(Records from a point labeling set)
____
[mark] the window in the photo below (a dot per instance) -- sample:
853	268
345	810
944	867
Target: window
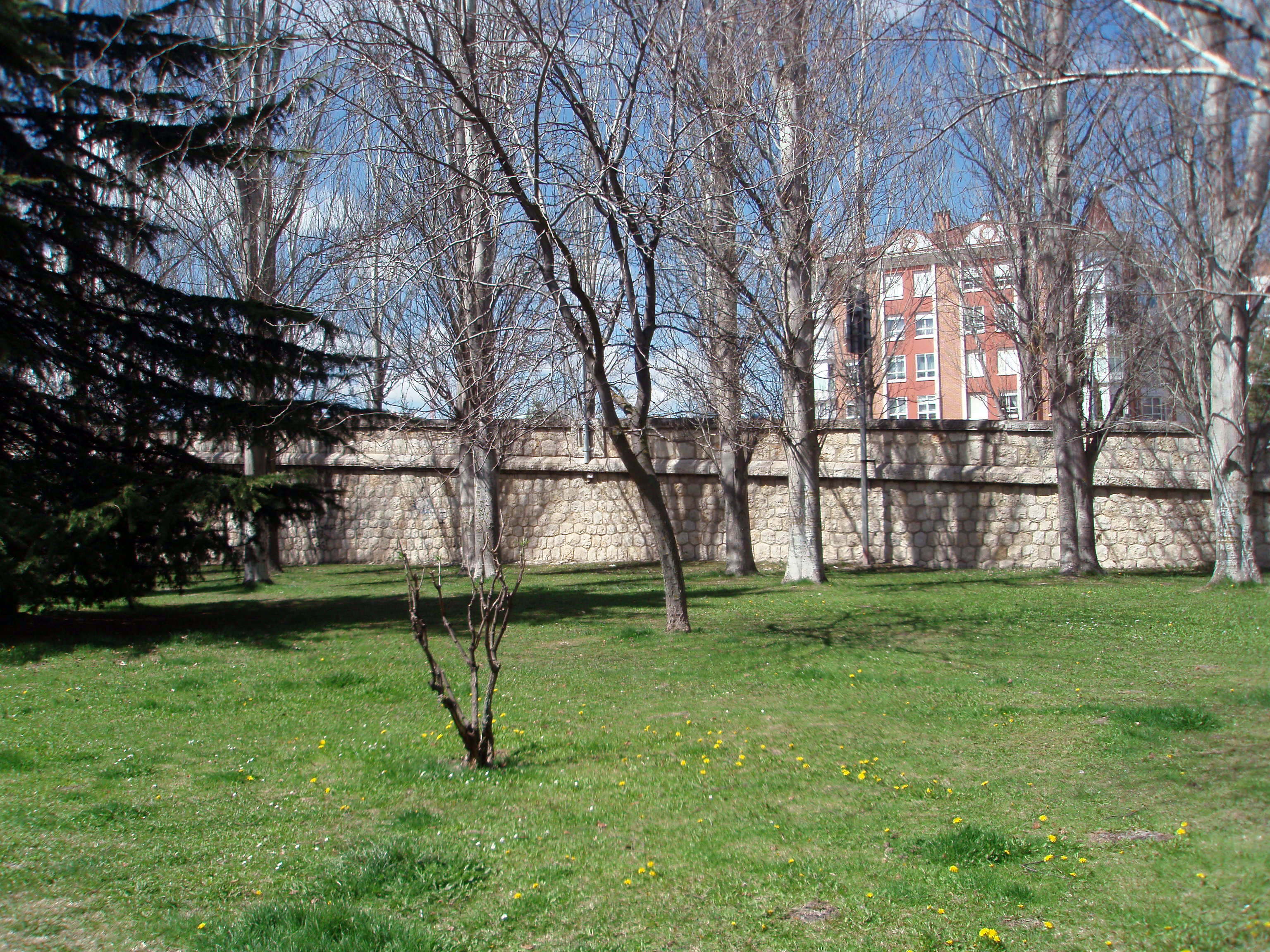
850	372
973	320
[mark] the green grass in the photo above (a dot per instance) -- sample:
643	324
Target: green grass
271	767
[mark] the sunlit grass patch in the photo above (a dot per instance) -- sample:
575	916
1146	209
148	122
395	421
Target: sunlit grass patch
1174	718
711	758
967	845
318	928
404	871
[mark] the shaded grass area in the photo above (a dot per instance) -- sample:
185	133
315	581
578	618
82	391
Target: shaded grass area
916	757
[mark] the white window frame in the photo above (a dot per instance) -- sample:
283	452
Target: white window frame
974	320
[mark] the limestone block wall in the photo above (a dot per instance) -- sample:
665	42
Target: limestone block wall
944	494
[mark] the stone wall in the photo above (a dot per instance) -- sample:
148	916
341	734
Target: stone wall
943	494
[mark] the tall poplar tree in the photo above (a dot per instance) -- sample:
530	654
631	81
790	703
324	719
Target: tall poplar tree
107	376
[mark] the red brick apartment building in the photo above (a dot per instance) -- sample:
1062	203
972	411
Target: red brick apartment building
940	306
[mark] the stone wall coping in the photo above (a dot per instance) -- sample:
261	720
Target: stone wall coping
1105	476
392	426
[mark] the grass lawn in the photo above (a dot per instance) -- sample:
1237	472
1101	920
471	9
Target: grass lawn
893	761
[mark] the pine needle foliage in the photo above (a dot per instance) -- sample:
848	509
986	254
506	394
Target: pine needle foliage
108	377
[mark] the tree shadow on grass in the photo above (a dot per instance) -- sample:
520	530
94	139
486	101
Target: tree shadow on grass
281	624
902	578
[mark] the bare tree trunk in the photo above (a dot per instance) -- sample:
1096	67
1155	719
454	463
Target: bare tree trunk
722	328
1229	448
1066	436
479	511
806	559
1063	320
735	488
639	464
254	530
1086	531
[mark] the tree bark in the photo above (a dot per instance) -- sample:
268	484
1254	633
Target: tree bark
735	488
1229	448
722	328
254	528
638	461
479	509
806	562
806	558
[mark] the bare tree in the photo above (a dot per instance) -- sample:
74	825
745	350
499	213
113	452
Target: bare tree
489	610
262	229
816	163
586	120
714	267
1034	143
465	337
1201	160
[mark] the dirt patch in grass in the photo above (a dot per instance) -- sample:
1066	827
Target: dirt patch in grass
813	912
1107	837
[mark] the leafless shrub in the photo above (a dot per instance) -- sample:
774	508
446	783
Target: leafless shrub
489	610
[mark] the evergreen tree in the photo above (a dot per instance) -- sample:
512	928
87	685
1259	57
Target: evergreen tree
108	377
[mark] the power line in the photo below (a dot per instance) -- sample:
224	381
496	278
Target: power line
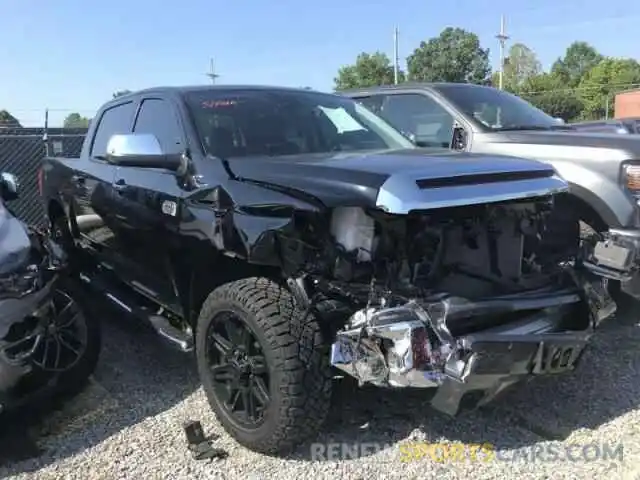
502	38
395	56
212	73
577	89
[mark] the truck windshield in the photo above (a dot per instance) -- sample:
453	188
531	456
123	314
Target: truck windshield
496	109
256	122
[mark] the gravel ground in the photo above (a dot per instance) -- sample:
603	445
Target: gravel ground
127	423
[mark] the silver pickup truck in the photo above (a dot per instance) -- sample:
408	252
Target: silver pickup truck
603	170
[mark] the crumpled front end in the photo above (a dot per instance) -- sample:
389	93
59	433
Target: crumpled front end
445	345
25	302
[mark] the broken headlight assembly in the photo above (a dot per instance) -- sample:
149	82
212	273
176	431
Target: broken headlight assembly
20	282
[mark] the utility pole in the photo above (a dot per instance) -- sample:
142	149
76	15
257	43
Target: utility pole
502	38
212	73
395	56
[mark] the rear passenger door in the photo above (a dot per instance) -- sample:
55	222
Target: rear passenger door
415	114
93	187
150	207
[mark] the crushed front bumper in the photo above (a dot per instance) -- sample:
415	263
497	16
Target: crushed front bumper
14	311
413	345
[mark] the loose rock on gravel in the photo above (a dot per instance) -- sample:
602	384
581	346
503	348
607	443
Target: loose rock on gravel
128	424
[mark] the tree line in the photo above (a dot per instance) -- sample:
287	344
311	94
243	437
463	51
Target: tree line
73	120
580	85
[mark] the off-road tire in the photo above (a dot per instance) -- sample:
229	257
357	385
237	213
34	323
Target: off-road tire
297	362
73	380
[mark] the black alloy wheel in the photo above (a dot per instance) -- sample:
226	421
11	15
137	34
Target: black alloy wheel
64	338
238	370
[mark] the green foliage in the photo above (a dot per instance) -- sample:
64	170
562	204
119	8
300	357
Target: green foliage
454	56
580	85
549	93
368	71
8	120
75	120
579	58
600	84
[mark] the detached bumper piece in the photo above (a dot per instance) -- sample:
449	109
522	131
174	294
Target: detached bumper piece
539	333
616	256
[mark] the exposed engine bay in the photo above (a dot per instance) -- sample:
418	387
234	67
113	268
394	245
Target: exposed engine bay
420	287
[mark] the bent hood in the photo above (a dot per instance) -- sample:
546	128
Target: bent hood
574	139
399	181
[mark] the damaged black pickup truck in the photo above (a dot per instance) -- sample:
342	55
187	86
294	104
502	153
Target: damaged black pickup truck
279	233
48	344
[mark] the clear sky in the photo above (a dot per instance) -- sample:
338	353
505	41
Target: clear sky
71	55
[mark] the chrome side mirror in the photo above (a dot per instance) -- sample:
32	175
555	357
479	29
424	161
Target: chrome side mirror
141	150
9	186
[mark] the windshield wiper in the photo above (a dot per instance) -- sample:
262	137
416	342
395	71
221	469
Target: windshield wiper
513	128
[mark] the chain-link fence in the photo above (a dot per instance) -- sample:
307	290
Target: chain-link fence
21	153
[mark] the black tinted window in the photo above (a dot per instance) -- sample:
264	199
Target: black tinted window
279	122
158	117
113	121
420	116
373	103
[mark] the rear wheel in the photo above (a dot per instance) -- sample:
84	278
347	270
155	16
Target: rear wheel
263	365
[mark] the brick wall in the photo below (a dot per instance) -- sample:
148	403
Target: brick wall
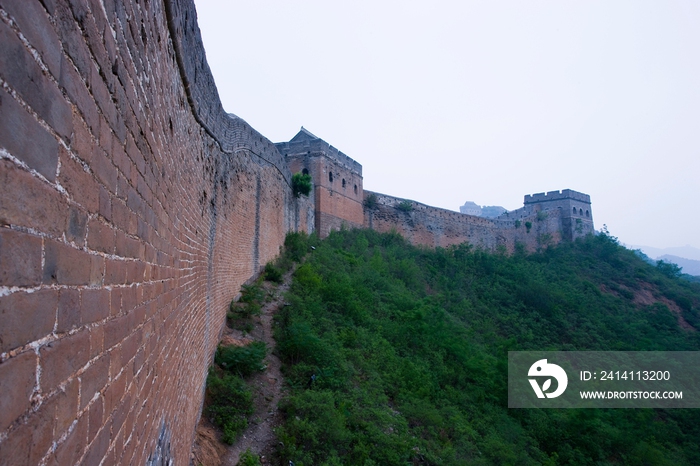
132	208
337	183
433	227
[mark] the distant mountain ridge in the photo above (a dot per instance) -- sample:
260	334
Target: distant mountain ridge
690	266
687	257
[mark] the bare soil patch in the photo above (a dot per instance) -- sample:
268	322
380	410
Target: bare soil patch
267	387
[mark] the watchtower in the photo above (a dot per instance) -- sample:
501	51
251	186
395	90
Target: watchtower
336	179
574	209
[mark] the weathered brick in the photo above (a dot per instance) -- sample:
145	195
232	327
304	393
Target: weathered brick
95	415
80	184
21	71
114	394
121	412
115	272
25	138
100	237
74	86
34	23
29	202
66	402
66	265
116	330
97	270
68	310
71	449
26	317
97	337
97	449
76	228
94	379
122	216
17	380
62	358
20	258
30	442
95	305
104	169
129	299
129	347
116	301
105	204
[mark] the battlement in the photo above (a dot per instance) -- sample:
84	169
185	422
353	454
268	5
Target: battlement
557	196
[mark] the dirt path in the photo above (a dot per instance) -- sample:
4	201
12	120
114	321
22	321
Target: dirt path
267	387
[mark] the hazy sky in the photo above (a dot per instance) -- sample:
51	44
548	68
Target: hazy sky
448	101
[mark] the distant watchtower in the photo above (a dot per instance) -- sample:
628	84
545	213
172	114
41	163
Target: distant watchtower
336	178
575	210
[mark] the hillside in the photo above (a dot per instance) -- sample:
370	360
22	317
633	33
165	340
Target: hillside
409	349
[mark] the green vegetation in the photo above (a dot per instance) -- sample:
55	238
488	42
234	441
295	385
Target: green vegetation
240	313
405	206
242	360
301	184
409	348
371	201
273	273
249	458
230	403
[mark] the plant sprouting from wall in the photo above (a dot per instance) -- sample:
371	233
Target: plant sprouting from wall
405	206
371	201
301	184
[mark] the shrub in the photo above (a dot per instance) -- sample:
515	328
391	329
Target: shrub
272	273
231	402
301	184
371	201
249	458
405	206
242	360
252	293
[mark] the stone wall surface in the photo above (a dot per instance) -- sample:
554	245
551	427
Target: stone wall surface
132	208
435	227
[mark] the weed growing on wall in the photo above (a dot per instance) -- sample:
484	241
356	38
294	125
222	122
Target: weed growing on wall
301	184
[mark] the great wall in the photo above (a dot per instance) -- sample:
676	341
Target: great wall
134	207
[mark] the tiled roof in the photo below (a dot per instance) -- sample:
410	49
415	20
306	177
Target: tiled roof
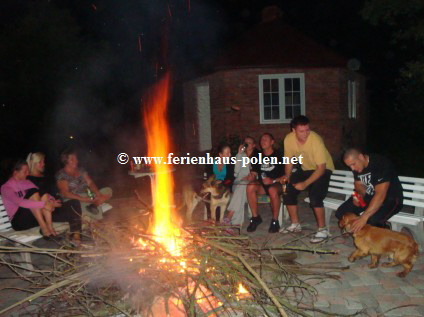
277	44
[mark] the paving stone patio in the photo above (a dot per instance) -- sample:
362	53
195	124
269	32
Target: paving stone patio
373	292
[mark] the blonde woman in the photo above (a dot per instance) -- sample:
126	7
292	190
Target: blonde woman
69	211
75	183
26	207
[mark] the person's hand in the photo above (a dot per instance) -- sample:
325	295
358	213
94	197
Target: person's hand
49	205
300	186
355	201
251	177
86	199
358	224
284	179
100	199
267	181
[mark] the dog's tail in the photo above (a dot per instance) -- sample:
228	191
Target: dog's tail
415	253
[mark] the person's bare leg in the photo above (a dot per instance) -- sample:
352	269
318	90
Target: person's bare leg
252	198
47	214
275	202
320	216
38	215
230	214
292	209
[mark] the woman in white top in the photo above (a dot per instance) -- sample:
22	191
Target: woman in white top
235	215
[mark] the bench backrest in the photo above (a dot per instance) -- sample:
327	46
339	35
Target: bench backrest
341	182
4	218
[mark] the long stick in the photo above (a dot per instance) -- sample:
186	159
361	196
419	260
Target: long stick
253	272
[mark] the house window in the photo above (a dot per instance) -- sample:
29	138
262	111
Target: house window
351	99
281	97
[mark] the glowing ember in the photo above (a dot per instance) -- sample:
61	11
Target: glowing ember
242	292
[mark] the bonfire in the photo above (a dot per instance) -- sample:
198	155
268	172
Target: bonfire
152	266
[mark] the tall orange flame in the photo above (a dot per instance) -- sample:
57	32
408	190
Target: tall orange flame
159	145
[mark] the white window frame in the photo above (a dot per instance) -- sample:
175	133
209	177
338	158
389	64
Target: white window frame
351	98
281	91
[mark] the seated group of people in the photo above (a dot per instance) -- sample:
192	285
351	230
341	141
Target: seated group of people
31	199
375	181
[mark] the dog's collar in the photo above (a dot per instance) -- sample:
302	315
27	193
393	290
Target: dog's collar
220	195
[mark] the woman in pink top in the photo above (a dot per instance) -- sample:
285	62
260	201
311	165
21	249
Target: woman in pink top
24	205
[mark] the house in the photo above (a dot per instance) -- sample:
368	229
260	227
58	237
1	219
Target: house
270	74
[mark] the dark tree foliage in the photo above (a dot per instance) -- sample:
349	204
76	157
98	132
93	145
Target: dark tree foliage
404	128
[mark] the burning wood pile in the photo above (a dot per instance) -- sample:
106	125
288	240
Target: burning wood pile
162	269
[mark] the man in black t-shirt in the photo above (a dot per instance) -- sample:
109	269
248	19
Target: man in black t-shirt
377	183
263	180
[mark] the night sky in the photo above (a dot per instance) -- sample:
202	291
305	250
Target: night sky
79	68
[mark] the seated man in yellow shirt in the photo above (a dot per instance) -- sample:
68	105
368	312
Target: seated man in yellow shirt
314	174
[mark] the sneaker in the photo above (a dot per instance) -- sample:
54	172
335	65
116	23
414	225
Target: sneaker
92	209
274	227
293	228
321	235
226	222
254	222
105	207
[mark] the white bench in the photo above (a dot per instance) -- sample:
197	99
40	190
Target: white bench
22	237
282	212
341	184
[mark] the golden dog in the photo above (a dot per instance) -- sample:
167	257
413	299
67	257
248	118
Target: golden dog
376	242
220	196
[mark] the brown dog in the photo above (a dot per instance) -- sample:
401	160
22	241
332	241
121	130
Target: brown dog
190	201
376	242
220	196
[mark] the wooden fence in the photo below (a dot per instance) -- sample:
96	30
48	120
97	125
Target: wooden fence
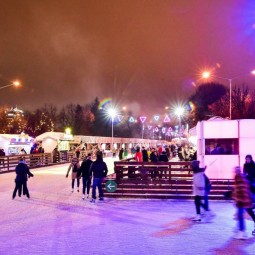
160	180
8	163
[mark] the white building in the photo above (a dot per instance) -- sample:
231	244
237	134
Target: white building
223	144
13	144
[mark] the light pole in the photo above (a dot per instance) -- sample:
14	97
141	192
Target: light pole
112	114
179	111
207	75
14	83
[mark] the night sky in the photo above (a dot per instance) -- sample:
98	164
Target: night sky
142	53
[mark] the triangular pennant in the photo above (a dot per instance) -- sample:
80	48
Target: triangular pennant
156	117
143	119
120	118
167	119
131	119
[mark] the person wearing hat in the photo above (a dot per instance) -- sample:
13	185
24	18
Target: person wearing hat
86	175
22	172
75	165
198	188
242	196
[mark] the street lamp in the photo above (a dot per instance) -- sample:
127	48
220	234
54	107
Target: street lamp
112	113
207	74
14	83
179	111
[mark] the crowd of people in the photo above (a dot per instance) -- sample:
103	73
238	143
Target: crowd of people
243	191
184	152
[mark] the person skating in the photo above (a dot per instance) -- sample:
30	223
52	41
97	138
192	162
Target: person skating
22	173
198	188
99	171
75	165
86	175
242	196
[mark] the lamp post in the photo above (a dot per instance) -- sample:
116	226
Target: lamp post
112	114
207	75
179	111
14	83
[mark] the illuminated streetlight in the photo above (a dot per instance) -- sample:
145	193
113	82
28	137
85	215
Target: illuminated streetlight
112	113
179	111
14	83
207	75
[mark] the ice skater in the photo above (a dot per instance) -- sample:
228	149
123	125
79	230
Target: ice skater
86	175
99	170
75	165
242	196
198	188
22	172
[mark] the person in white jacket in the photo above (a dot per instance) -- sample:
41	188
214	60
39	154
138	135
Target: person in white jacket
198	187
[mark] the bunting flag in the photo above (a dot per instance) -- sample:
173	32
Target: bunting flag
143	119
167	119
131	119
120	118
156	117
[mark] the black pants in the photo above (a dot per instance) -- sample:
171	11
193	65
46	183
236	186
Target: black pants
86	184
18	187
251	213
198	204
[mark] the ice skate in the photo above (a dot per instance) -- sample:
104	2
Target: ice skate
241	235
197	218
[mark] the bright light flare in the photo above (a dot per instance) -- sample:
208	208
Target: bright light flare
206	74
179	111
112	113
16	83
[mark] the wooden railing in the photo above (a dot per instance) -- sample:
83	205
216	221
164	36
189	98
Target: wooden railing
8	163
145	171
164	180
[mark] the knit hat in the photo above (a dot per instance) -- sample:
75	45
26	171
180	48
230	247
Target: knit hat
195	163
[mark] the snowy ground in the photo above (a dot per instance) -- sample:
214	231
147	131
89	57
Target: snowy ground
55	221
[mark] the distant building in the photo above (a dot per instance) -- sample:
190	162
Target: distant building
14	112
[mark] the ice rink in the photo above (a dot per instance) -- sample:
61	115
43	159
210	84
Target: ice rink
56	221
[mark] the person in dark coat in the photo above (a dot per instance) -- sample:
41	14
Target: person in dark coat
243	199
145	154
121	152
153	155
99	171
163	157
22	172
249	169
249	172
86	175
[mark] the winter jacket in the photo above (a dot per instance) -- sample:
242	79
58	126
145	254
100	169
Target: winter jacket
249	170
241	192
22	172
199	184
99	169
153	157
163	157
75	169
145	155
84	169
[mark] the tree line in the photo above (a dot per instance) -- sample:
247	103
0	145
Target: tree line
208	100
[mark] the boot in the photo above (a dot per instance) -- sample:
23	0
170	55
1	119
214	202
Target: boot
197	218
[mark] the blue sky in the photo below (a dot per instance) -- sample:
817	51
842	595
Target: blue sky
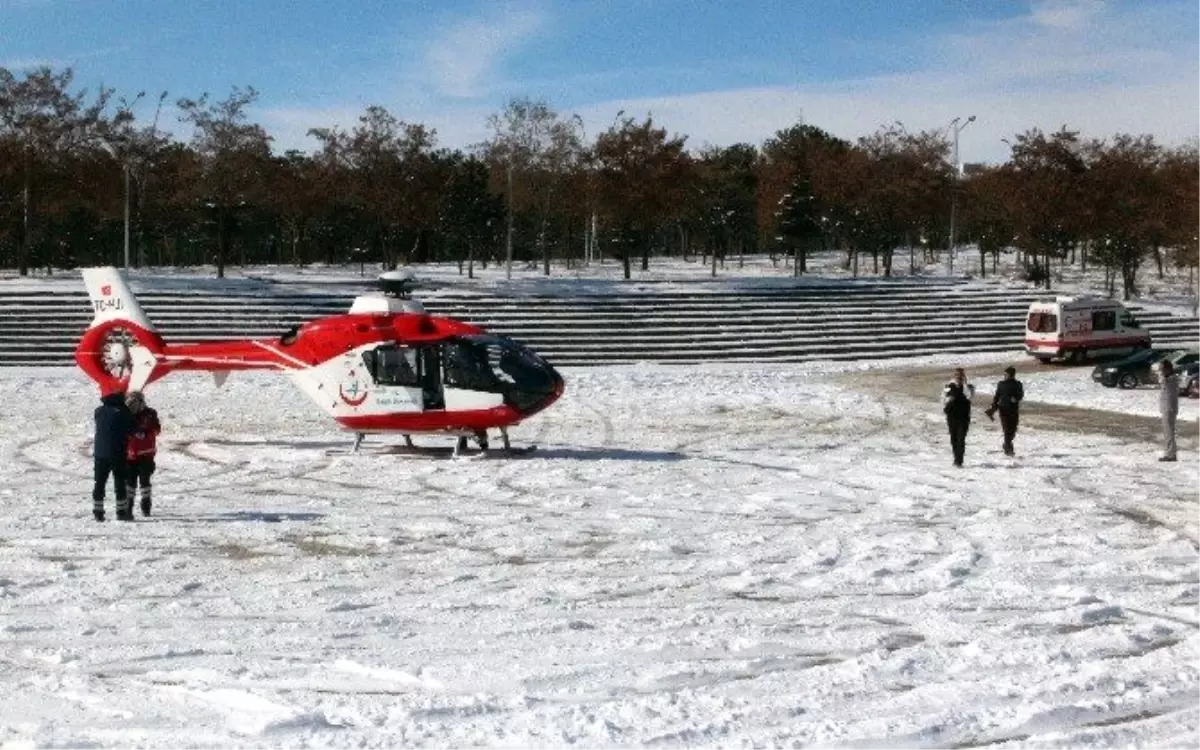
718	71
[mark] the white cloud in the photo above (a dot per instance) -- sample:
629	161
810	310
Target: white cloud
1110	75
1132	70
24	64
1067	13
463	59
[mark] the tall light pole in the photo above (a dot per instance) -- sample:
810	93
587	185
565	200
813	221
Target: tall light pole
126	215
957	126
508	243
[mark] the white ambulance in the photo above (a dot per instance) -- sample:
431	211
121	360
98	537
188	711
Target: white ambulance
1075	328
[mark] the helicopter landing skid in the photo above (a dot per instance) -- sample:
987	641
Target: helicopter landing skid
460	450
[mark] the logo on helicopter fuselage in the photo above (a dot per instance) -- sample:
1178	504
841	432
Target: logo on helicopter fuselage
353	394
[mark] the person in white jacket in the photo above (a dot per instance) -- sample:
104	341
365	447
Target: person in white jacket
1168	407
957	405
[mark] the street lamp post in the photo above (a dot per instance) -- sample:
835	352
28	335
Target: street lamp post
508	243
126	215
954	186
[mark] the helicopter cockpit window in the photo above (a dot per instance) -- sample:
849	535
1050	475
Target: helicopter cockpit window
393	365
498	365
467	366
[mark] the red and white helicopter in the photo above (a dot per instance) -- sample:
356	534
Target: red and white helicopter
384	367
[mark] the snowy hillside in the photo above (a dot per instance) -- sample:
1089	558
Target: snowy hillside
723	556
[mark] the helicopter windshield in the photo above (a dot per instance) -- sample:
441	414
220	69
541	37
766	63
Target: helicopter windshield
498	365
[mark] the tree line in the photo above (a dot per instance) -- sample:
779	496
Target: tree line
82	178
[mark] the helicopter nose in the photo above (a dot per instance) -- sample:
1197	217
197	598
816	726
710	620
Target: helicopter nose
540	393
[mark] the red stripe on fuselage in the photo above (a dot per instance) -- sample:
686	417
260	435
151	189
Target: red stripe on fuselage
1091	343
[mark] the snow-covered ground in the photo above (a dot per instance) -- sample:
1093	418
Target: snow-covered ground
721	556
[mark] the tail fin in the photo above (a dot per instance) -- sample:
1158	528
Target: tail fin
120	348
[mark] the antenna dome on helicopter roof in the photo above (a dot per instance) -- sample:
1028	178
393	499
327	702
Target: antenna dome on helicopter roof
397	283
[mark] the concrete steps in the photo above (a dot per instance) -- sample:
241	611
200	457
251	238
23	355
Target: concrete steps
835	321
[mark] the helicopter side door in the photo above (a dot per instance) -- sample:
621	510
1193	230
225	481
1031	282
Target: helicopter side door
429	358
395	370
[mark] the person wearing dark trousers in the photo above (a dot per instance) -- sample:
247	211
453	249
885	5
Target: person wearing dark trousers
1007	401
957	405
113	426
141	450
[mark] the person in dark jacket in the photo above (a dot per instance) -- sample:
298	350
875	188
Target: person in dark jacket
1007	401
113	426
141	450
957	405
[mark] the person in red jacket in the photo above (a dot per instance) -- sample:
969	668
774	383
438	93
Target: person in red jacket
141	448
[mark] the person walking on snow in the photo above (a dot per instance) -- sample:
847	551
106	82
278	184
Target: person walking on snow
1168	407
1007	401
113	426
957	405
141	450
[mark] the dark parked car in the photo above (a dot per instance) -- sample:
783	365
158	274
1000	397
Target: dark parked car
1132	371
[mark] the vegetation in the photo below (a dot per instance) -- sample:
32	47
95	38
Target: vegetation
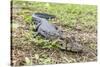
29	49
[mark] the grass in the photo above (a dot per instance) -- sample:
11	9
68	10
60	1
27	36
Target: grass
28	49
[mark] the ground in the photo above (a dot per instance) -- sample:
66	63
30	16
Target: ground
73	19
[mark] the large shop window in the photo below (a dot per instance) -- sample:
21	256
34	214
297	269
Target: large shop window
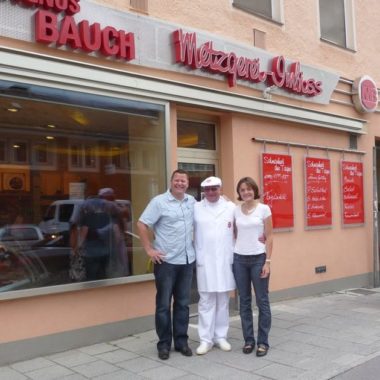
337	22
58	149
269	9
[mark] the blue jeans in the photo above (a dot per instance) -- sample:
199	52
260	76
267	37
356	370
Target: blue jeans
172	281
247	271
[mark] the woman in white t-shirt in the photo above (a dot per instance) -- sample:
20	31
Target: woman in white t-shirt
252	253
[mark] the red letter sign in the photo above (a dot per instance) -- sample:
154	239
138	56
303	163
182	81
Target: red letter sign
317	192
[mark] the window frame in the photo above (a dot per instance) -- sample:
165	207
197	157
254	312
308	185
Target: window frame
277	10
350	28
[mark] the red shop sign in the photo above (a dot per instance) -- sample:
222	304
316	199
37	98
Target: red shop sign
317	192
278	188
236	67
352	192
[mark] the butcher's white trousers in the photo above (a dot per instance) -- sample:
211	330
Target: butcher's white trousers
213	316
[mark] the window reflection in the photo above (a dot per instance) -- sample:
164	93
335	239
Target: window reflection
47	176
____
▶ WHAT IS ASKED
Starting from the line where "[mark] the dark parked" appears, copy every line through the end of the material, both ends included, but no pictures.

▶ EXERCISE OUTPUT
[mark] the dark parked car in the photo above (a dot per instance) -- sample:
783	365
158	274
1000	397
Target: dark parked car
1132	371
[mark] the vegetation in the photo below (a dot per instance) -- sample:
32	47
95	38
Target: vegetation
29	49
[mark] the grass in the photo above (a dot per instance) -- sample:
11	9
68	10
60	1
27	36
Target: grass
28	49
[mark] the ground in the photo above (a dot per instance) -- sample:
66	63
30	16
Target: ground
73	19
[mark] the large shop window in the photo below (a dot per instance) -- sample:
21	256
34	214
297	269
Target: large shop window
337	22
58	149
269	9
[mark] the blue jeans in the photo above (a dot per instance) -- sample:
199	52
260	76
267	37
356	370
Target: blue jeans
172	281
247	271
[mark] the woman in white t-shirt in the photo above (a dot per instance) -- sample:
20	31
Target: woman in white t-shirt
252	253
[mark] the red letter sign in the photo above (a dot per instance) -- sample:
154	239
138	56
303	163
182	81
Target: red letter sign
317	192
[mark] the window frame in the photo above (a dot per instance) -- sample:
165	207
197	157
254	312
308	185
Target: window frame
277	10
350	28
[mark] the red shop sign in the photo above (a dot per instance) -- sample:
222	304
316	199
37	98
Target: red shop sign
317	192
278	188
236	67
352	192
[mark] the butcher's white trousers in the photo above (a dot per instance) -- sample:
211	330
Target: butcher's white trousers
213	316
[mark] the window reflection in the photo above (a dot per instance) -- sample:
164	93
335	239
Target: window reflection
47	176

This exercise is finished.